TASK PROMPT:
Your answer must consist of the records below, reproduced exactly, with every picture removed.

RECORD SET:
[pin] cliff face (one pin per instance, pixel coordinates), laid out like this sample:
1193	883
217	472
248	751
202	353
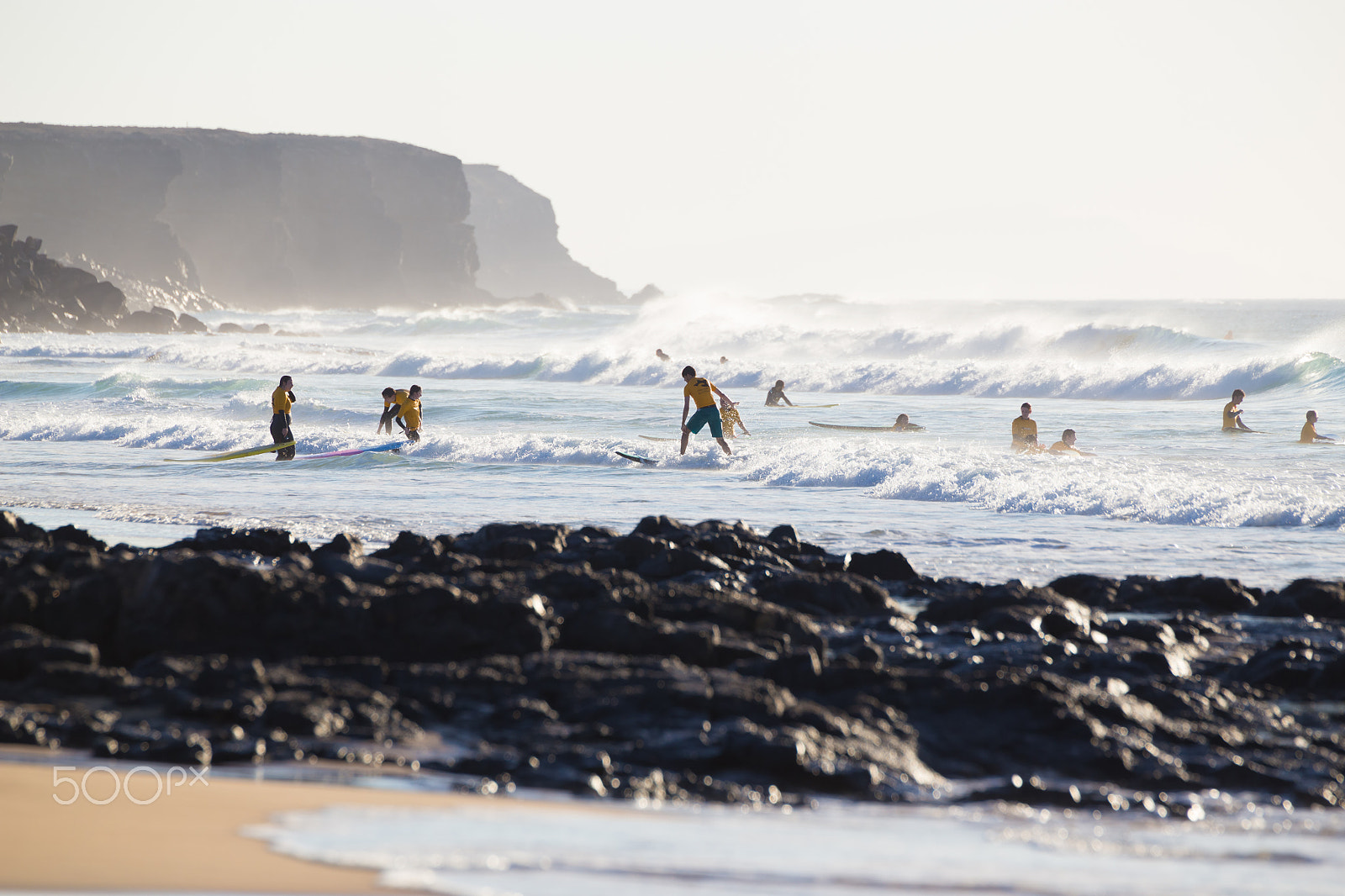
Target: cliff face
518	245
275	219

RESULT:
[pin] cliff face (one pin per instance, pixel coordinates), laid out like this sample:
1193	883
217	472
248	751
202	353
Target: cliff face
518	245
275	219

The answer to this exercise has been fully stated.